### Things to do
- a) Copy the part of the cauldron entry starting with "An ABC of Witchcraft" and going on through "and uncanny play.".
- b) Please answer these questions using the cauldron entry:
(i) Which Shakespeare play is named as a source of the popular belief about witches' cauldrons?
(ii) Medea was a priestess of which goddess?
(iii) According to Robert Graves, how many bond-maidens attended Medea?

### Excerpted text
Cauldron

An ABC of Witchcraft Past and Present - Doreen Valiente 2018

Cauldron

The cauldron, like the broomstick and the black cat, is one of the features of any scene of witchcraft as pictured in the popular mind. Some of the belief derives from Shakespeare’s play Macbeth, where the witches’ cauldron is introduced on the stage, with its accompanying dances and incantations. Actors regard Macbeth, because of the witch-scenes in it, as an unlucky and uncanny play.

However, the connection between the cauldron and witchcraft dates back to a long time before Macbeth; back, in fact, to the days of Ancient Greece. Greek legend contains the story of Medea, the witch of Colchis, whom Jason married in the course of his search for the Golden Fleece. Medea was a priestess of Hecate, the goddess of the moon and of witchcraft; and not only did she have a cauldron, she had a coven too. According to Robert Graves in his Greek Myths (Penguin Books, London, 1957 and Baltimore, Maryland, 1955), Medea was attended by twelve Phaeacian bond-maidens, who assisted her in her horrible plot to kill King Pelias with the aid of her magic cauldron.

Point-per-instance location data:
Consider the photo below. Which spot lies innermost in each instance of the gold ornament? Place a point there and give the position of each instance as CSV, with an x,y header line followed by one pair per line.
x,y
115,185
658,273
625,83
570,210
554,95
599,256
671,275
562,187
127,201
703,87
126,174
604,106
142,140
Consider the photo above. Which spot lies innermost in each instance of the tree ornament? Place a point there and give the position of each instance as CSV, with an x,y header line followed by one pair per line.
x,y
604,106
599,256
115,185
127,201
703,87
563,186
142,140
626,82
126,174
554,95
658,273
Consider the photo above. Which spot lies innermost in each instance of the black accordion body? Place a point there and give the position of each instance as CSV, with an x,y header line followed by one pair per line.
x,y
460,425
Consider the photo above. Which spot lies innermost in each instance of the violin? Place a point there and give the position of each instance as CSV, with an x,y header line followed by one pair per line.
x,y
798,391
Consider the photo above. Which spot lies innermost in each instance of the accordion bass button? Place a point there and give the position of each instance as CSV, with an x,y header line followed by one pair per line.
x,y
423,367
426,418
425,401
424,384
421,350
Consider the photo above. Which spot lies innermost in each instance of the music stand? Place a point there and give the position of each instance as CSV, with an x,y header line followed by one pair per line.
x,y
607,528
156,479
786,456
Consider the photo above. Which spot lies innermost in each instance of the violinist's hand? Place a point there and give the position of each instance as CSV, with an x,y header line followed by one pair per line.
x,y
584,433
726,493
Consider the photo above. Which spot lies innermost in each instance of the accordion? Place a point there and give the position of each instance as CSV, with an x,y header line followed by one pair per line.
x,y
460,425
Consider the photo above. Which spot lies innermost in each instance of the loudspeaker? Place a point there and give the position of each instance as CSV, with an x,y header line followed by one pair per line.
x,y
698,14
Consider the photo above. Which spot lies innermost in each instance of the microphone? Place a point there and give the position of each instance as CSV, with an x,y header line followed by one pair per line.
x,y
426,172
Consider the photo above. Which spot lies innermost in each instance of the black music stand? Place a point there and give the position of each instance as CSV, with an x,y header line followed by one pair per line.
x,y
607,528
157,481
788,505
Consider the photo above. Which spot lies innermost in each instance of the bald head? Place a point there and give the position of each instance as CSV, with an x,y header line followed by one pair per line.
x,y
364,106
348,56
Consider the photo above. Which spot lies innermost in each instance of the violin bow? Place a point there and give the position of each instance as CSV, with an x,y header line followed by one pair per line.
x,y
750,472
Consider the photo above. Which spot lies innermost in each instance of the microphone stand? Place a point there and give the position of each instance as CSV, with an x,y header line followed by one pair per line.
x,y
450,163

### Completed exercise
- a)
An ABC of Witchcraft Past and Present - Doreen Valiente 2018

Cauldron

The cauldron, like the broomstick and the black cat, is one of the features of any scene of witchcraft as pictured in the popular mind. Some of the belief derives from Shakespeare’s play Macbeth, where the witches’ cauldron is introduced on the stage, with its accompanying dances and incantations. Actors regard Macbeth, because of the witch-scenes in it, as an unlucky and uncanny play.

- b)
(i) Macbeth
(ii) Hecate, the goddess of the moon and of witchcraft
(iii) Twelve Phaeacian bond-maidens